Фрагмент для чтения >>
%%

# баян "ЗИМИН". Пообсуждаем??



## Alex KZ (17 Июн 2016)

Уважаемые мастера-создатели шедевров и виртуозы баянного искусства кто что может рассказать про этот инструмент? Баян от Владимира Зимина. Насколько я понимаю, инструмент довольно-таки новинка на просторах России и зарубежья.(если я чего-то не пропустил на обсуждаемых ветках форума)
Откликнитесь.
Спасибо.
с уважением, Александр.


----------



## MikhailOlegovich (17 Июн 2016)

А из какого города Владимир Зимин? Знал я одного баяниста Зимина... 
Говоря в двух словах словом- не очень!!


----------



## MAN (17 Июн 2016)

MikhailOlegovich (17.06.2016, 13:09) писал:


> А из какого города Владимир Зимин?


Свердловская область, город Михайловск.


----------



## Dmvlad (17 Июн 2016)

Судя по описанию этих баянов, вроде как неплохой инструмент, где-то на ютубе находил исполнение на этом баяне. ценник опять же не для любителей.
 Уже задавал вопрос на форуме про эти баяны, в ответ закидали ссылками по судебным тяжбам с фабрикой Зимина по неисполнению обязательств по договору и даже обвинения в мошенничестве...


----------



## Kuzalogly (17 Июн 2016)

Может, дело не в баяне?

Что такое "Зимин"? Позволю связанный с темой офф. Когда наша пианинная промышленность ещё пыталась дышать, все "Лирики", "Берёзки" и прочие,- стали выпускаться как "Циммерманъ", "Чайковский" и прочие. Это, конечно, не спасло. Но хоть пытались. А тут- "Зиминъ". 

Бренд зарабатывается десятилетиями и столетиями. Я немножко стал ремонтировать ещё и клавишные, так что в теме. Кто такой Мюльбахъ и кто такие Беккеръ и Дидерихсъ,- знают все. А про Зимина- никто.

%%

Что нужно сделать >>
**1)** Из какого города Владимир Зимин, согласно обсуждению баяна «Зимин»?
**2)** Пожалуйста, изложите суть обсуждения баяна «Зимин» в двух предложениях.
**3)** Почему, по словам участника Kuzalogly в обсуждении баяна «Зимин», имя Зимина уступает марка́м Мюльбах, Беккер и Дидерихс?
Записи взяты из другого источника.

Предоставленные сведения >>
%%

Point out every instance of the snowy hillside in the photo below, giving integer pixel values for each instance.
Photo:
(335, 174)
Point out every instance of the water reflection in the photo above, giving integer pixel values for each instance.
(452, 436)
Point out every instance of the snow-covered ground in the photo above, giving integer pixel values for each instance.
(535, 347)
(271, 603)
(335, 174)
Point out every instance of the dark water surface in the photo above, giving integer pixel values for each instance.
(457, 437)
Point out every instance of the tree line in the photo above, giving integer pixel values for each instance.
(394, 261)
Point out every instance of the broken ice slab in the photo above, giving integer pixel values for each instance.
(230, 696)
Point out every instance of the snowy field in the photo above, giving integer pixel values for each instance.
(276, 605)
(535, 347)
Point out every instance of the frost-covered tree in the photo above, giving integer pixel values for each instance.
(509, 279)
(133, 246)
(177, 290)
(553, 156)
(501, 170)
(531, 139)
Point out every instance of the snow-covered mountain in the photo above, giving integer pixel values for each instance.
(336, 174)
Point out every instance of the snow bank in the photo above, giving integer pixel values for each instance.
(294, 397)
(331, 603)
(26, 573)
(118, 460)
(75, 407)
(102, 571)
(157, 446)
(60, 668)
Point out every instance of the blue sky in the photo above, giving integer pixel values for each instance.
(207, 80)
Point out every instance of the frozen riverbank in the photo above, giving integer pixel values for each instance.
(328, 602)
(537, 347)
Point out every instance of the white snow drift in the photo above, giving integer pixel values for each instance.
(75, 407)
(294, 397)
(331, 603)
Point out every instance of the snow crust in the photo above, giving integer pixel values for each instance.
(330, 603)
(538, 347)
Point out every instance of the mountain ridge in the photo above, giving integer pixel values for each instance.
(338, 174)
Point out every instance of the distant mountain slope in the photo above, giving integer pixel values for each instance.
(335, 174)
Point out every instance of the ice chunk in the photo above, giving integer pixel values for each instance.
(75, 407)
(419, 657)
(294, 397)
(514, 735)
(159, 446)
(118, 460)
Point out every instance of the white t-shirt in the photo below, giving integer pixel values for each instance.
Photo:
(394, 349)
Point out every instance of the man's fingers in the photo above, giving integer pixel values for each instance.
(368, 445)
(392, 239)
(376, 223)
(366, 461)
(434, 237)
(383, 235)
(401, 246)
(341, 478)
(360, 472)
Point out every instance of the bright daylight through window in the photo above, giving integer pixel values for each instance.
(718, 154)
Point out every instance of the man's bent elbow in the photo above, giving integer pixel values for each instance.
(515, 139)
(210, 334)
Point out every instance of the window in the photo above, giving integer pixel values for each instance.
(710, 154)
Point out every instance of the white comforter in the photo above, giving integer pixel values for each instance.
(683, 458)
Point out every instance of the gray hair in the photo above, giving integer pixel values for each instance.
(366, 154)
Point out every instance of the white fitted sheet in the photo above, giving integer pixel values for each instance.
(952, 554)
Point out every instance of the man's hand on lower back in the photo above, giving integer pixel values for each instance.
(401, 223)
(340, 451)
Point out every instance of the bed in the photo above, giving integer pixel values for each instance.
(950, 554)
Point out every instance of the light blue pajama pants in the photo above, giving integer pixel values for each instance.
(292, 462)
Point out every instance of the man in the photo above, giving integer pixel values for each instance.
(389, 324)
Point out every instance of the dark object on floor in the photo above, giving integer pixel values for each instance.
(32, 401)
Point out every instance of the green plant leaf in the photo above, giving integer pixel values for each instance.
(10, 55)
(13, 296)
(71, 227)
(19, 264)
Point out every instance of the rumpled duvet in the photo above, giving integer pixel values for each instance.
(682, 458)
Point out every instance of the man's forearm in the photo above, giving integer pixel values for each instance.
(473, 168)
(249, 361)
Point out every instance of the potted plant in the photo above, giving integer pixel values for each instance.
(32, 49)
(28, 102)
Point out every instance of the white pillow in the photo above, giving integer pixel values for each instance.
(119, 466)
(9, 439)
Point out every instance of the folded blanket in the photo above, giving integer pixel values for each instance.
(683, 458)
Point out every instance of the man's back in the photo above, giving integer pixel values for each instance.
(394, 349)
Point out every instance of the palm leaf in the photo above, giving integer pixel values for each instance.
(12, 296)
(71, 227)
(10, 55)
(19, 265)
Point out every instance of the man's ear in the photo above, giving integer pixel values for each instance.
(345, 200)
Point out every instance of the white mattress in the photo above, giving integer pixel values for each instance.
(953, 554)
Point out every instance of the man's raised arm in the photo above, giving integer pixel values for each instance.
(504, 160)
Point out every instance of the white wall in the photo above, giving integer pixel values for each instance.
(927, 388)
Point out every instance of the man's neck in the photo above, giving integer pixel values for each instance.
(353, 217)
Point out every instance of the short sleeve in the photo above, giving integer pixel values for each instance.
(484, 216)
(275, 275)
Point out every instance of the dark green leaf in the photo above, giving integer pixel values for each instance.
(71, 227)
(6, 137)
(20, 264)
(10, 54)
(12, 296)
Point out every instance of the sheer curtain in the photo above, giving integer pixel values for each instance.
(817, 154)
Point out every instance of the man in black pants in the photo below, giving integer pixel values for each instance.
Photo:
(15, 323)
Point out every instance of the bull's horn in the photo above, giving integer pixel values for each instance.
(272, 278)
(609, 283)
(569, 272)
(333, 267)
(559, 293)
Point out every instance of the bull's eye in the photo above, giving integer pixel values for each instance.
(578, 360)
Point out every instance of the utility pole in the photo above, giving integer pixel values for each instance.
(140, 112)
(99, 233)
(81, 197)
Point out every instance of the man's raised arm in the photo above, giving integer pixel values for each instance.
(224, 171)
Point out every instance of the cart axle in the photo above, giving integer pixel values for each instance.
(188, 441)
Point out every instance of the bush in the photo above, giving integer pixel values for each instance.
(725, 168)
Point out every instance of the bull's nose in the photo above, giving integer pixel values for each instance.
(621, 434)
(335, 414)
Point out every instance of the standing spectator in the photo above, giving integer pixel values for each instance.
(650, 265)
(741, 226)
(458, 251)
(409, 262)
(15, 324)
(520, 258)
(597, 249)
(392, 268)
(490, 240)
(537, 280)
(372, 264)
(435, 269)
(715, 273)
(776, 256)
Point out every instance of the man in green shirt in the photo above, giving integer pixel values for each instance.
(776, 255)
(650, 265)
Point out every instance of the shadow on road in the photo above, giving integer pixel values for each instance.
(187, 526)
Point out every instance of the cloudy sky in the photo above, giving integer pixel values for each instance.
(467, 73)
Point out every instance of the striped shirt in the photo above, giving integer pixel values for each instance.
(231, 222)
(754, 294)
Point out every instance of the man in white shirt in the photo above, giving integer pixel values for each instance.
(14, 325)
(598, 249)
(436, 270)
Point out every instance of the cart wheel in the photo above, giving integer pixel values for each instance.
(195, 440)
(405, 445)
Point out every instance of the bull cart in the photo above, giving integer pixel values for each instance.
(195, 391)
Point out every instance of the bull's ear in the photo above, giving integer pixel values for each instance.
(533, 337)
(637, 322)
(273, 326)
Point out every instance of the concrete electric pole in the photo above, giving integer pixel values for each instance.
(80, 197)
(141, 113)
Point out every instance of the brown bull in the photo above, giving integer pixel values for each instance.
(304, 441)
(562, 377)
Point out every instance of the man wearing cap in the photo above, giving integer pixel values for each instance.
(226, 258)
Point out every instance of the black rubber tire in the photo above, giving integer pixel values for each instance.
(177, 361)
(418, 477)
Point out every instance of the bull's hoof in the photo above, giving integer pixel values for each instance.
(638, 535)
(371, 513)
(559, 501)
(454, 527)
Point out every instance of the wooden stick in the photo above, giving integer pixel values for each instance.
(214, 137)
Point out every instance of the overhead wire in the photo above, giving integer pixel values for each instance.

%%

Ответы по заданиям >>
**1)** Из города Михайловск Свердловской области.

**2)** Автор темы просит рассказать о баяне Владимира Зимина, который считает довольно новым инструментом. Участники отвечают по-разному: один коротко оценивает его как «не очень», другой по описанию считает инструмент неплохим, но дорогим и вспоминает ссылки на судебные тяжбы с фабрикой и обвинения в мошенничестве, а третий замечает, что бренд зарабатывается десятилетиями и про Зимина никто не знает.

**3)** Бренд зарабатывается десятилетиями и столетиями. Поэтому кто такие Мюльбах, Беккер и Дидерихс, знают все, а про Зимина не знает никто.